**Direction 1:** List each objective of the coalition that President Bush named when announcing the beginning of hostilities, according to the passage on Operation IRAQI FREEDOM.
**Direction 2:** According to the passage on Operation IRAQI FREEDOM, on what date did the American-led coalition launch the operation?

**Text passage:**
+ + + +

Sixty years later, American political and military leaders again confronted the requirement to define ends, identify ways, and assemble the means to advance national objectives beyond the short-term one of “regime change.” American soldiers again found themselves responsible for the practical problems arising from their position as the most available means for waging peace and maintaining order in the wake of combat.34

On 19 March 2003, after months of military preparations, political maneuvering in Congress and the Security Council, and alternating Iraqi acts of defiance and compliance, the American-led coalition launched Operation IRAQI FREEDOM. When announcing the beginning of hostilities, President George W. Bush defined the coalition’s objectives in the following terms: “to disarm Iraq, to free its people and to defend the world from grave danger.”35 With diplomacy exhausted, the president settled on the military “to apply decisive force” as the way to achieve those ends. Significantly, the president also had articulated a postwar vision for Iraq; in a speech on 26 February 2003 he declared America’s objective to be a “free and peaceful Iraq.” He noted that achieving this would not be easy and pledged the “sustained commitment” of the United States to the effort. Hearkening back to 1945, the president recalled that “After defeating enemies, we did not leave behind occupying armies, we left constitutions and parliaments. We established an atmosphere of safety, in which responsible, reform-minded local leaders could build lasting institutions of freedom. In societies that once bred fascism and militarism, liberty found a permanent home.”36 Not burdened by the requirement to hold together a disparate wartime alliance that Roosevelt had confronted, Bush went to war with clearly articulated ends.

+ + + +

**Dataset section:**

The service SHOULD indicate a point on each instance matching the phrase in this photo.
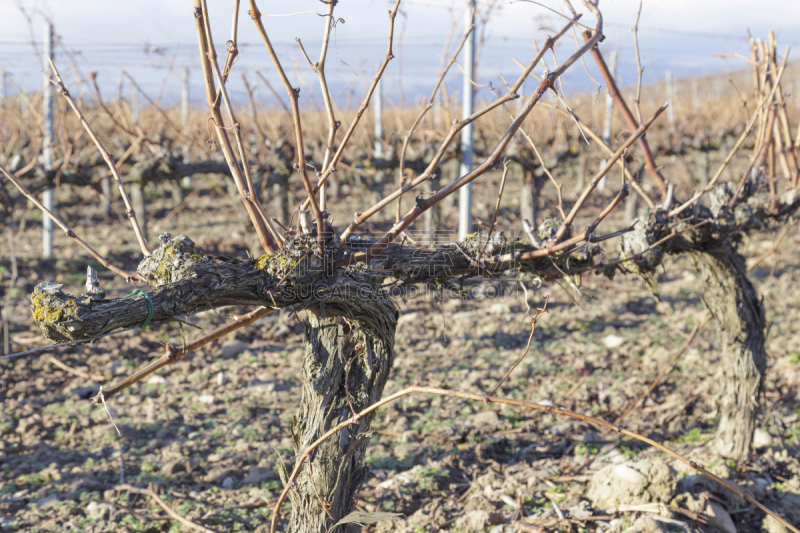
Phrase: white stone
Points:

+ + + +

**Expected answer 1:**
- To disarm Iraq
- To free its people
- To defend the world from grave danger

**Expected answer 2:** 19 March 2003